§ **Task to complete**
In the account of Lauren Hoke's car accident, in how many places did she fracture her pelvis?

§ **Extract**
Lauren Hoke, a student at Kutztown University, was enthusiastic about school and determined to maintain her 4.0 GPA as she went into student teaching. Her dream was to graduate with at least a 3.5 GPA and teach 1st grade. Her brother Kyle, 18, of East Stroudsburg described his sister as easy going and “an all around fun person to be around.”

On Feb. 17 Lauren had just washed her car and was on her way home when she lost control. Investigators suspect that her tire blew out, causing her to swerve off the highway. When she tried to get back onto the road, she turned too sharply which cause the car to flip. She then rolled to the other side of the road where she was hit by an oncoming car.

Lauren’s car was totaled, but that damage was minimal compared to the trauma caused to her. She fractured her pelvis in seven places, her spine in two places. She also had a brain hemorrhage, punctured her spleen causing internal bleeding, and suffered from a collapsed lung.

For five days after the accident, Lauren was in the Critical Care Unit, where she was awaiting to hear if she would need any surgery. Lauren said this part was the worst, because she couldn’t eat or drink anything until doctors knew what was going to be done.

For days after the accident, she was only allowed to dip a sponge in water if her mouth was dry until they knew if surgery was necessary. “I would just cry for water,” Lauren said. “I had to wait days [for news].”

Another torture Lauren had to face while in CCU was a neck brace she had to wear. “I don’t think I slept a night until it was off,” Lauren said about what she referred to as “the worst thing ever invented.”

Lauren was then moved to a transitional trauma room for an additional five days. At this point in her hospital stay, x-rays and CT scans were administered daily, but she could not move on her own because of her injured spine and pelvis. In order to move her, a board was placed under her and health care providers had pick her up to move her from stretcher to stretcher.

Her last few days at the hospital, Lauren was preparing to head home. Basic tasks that a person does everyday, like getting dressed or going to the bathroom, became the things Lauren needed to practice and master before leaving.
A physical therapist who visited before Lauren was discharged, realized she had a pinched nerve in the leg she was allowed to put weight on. “I couldn’t stand on it at all,” Lauren said. “It would immediately burn so bad I would scream and cry all at the same time. It was the worst pain I felt throughout the whole thing.”

§ **Source information**
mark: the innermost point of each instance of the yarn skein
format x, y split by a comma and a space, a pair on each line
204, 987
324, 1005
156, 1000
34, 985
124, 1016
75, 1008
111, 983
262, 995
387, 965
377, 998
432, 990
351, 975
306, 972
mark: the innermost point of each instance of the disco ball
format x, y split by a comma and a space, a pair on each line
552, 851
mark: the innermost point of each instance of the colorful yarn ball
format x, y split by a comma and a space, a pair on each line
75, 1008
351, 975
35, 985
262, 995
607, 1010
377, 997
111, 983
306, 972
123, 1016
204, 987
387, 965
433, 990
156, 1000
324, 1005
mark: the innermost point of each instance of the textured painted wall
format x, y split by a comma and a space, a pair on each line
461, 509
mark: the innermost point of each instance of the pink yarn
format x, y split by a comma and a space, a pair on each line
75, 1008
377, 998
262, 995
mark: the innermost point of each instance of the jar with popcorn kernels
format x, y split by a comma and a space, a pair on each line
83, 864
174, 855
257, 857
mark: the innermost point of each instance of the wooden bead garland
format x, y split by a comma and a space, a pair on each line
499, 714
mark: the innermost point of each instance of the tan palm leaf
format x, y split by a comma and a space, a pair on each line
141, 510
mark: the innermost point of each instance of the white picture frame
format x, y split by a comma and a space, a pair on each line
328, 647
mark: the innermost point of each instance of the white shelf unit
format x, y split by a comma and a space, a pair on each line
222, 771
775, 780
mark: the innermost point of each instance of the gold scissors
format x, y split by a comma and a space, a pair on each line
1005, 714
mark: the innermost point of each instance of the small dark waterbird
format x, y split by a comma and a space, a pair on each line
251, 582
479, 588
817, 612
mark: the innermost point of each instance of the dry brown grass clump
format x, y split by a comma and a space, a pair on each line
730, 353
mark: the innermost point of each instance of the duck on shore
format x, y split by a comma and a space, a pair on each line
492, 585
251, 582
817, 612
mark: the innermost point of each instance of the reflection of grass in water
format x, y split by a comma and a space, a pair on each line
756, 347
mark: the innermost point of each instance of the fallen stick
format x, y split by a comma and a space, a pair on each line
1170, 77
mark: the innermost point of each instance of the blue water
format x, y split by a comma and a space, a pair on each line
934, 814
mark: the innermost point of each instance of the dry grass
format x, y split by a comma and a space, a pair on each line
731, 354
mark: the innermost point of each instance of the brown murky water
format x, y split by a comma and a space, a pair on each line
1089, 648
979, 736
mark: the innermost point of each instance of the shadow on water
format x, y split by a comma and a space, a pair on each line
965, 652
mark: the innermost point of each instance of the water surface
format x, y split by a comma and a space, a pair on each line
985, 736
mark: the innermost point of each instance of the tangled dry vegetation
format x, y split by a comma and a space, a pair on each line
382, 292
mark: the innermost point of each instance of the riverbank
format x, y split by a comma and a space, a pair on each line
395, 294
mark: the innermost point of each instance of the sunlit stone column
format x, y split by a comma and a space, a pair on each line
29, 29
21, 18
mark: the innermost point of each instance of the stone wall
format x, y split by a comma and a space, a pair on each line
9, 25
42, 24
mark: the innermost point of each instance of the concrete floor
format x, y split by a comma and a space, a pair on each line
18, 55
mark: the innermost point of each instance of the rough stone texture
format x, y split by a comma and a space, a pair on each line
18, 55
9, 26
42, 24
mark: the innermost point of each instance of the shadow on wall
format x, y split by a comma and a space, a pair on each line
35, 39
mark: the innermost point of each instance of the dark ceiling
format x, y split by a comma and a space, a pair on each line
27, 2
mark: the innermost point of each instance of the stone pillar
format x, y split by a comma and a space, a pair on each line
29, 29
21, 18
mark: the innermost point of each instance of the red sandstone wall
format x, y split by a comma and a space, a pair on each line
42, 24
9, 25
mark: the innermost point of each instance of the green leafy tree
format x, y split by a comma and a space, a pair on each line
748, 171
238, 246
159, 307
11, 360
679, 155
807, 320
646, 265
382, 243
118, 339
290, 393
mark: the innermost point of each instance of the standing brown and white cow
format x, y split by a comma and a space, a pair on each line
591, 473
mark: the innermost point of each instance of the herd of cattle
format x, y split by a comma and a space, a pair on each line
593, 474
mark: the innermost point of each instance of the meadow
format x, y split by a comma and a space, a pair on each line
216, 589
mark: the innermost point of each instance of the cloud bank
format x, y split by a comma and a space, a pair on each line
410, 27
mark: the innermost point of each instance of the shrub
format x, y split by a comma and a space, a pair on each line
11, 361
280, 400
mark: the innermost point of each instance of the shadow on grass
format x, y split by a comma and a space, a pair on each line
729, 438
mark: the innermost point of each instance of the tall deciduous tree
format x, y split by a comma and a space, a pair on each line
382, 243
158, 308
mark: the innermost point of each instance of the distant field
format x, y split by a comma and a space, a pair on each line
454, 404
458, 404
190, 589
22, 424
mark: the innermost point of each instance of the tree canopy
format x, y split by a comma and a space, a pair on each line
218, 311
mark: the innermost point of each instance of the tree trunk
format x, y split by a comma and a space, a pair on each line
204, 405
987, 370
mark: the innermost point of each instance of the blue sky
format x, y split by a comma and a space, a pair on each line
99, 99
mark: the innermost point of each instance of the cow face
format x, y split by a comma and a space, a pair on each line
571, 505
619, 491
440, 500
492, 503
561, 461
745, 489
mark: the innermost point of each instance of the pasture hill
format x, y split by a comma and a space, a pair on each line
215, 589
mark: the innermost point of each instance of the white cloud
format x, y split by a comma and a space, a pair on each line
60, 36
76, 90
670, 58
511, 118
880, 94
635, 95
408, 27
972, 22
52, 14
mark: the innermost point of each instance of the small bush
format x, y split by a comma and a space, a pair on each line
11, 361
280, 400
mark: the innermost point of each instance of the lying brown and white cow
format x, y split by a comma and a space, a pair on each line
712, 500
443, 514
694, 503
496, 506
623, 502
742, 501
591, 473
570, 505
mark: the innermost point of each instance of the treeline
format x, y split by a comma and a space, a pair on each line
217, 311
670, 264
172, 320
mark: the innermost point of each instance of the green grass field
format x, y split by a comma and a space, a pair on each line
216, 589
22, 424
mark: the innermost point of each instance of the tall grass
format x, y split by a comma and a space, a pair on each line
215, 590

§ **Exercise answer**
Seven places.